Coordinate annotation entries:
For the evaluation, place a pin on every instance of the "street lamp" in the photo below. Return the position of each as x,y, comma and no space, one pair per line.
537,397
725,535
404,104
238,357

* _Exercise task_
Turn all of the records above into a numbered list, leaving out any blank lines.

* _Final result_
1. For the evaluation, place a pin on every instance of the "street lamp" in the photo below. Return the position of each as x,y, comma and no space, one pair per line.
2. 537,397
3. 725,535
4. 404,104
5. 238,357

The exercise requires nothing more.